- _PROMPT 1_: Repeat, word for word, the stretch of the MiniMax M3 vs Kimi K2.7 comparison from "I want that" through "have already seen.".
- _PROMPT 2_: Write the next part of the MiniMax M3 vs Kimi K2.7 comparison, starting right after its last sentence.

- _TEXT SECTION_:
○ ○ ○ ○ ○ ○ ○

MiniMax M3 vs Kimi K2.7 Code: Most affordable open-source coding model

by Prathit JoshiJun 22, 202610 min read
AI Use Case

MiniMax M3 and Kimi K2.7 occupy the same useful category: cheap open-weight models, meaning their weights are available outside a closed API.

Both claim strong multi-step tool use, where the model plans, calls tools, reads results, and keeps going, at a fraction of the highest-end closed-model pricing.

I want that category to work because coding agents get expensive fast once they start looping through terminals, logs, search, and tool calls.

I had one question: which one would I actually trust to drive an agent when the task stops being a neat prompt and turns into a messy repo or a chain of SaaS actions?

And honestly, you won’t get the answer from marketing pages. First, the pages show you benchmarks that nobody cares about, and even if they score 80%, it would be on easy examples they have already seen.

So, I took a different approach. I handpicked terminal bench questions that are provably hard even for SOTA models, along with a custom benchmark for real-world workflows. More on these later.

I tracked completion, cost, token use, and LLM as judge-verified results.

MiniMax M3 vs Kimi K2.7 at a glance

Dimension

MiniMax M3

Kimi K2.7

Context window

1,048,576 tokens (1M)

262,144 tokens (262K)

Input cost (per M tokens)

$0.30

$0.68

Output cost (per M tokens)

$1.20

$3.41

Terminal-Bench score (10 hard tasks)

5/10

5/10

Terminal-Bench total cost

$2.80

$5.85

Cost per solved task

$0.56

$1.17

Composio tool-use avg (25 tasks, 0–1)

0.75

0.78

Composio total cost

$0.81

$2.02

Overall verdict

Costs less with lower tool use accuracy.

Better tool-use ability with a higher cost

  • On 10 hard sandboxed Terminal-Bench coding tasks, scored pass/fail by automated tests, M3 solved 5/10, and Kimi K2.7 solved 5/10. Kimi spent about 2.4 times as much doing it.

○ ○ ○ ○ ○ ○ ○

- _RECORDED DATA_:
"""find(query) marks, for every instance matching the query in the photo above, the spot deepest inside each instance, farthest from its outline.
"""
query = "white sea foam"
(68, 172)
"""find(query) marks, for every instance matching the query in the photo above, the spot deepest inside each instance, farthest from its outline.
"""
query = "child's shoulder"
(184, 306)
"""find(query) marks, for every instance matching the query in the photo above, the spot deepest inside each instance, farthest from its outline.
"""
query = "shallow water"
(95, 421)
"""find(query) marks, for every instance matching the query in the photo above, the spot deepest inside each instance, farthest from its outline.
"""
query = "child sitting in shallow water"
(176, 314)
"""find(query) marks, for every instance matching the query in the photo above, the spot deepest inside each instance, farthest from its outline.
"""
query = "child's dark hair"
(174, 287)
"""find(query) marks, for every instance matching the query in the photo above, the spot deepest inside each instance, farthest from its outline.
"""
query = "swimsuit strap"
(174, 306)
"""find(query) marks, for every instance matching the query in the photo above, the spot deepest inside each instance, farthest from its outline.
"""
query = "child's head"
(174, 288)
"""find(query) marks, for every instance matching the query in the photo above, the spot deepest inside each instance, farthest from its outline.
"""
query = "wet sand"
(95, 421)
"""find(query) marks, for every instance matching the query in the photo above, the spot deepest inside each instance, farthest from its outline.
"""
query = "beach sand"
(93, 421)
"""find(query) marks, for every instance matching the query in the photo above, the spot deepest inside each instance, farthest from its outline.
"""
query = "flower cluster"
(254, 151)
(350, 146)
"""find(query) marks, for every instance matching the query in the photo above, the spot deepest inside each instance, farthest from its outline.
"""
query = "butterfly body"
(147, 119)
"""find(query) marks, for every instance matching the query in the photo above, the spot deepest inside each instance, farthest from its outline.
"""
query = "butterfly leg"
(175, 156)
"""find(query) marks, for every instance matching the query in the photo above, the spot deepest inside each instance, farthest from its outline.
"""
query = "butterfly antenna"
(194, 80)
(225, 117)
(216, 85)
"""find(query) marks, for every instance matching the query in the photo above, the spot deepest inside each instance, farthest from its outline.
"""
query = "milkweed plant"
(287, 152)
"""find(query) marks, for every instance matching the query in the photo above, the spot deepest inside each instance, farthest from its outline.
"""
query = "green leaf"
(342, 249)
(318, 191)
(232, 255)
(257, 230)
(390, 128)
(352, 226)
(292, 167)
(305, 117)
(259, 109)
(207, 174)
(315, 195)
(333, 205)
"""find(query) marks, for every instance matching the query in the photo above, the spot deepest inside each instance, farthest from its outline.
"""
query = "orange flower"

○ ○ ○ ○ ○ ○ ○

- _ANSWER SPACE 1_:
I want that category to work because coding agents get expensive fast once they start looping through terminals, logs, search, and tool calls.

I had one question: which one would I actually trust to drive an agent when the task stops being a neat prompt and turns into a messy repo or a chain of SaaS actions?

And honestly, you won’t get the answer from marketing pages. First, the pages show you benchmarks that nobody cares about, and even if they score 80%, it would be on easy examples they have already seen.

- _ANSWER SPACE 2_:
  • They solved the same four coding tasks. The extra M3 solve was path-tracing-reverse, a path-tracer reverse-engineering task, where M3 finished after 134 model-to-terminal round trips, and Kimi timed out even with the doubled time budget.

  • On the 25-task Composio tool-use suite across Gmail, Slack, Drive, GitHub, Calendar, Reddit, Notion, and web search, scored from 0 to 1, M3 averaged 0.75, and Kimi averaged 0.72. The scores were close.

  • The cost gap widened on tool use: M3 cost $0.81 across the 25 Composio tasks, while Kimi cost $4.08, about 5x more.

  • In my runs, M3 had the clearer edge on hard terminal coding. Every day, SaaS tool orchestration was effective.

For my use, M3 comes out ahead in both sets, with different margins. It wins clearly on agentic terminal coding and costs about a third per solved task. Real tool use was close enough to be treated as a near tie.

Intro to MiniMax M3

MiniMax M3 is MiniMax’s open-weight model aimed pretty directly at coding-agent work. It pairs a 1,048,576-token context window with low pricing and native tool calling. Here, tool-calling refers to structured requests to run shell commands, inspect files, edit code, or call external services.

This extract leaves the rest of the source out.